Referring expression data
....................

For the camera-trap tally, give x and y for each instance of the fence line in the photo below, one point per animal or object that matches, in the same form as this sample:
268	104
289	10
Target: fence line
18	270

....................

[WHAT THE TASK ASKS] Write the entries out once more, exactly, without dropping a line.

[EXERCISE RESULT]
For the camera-trap tally, give x and y for each instance of the fence line in the photo below, one point per animal or object that matches, in the same form as this sample:
268	104
289	10
Target: fence line
18	270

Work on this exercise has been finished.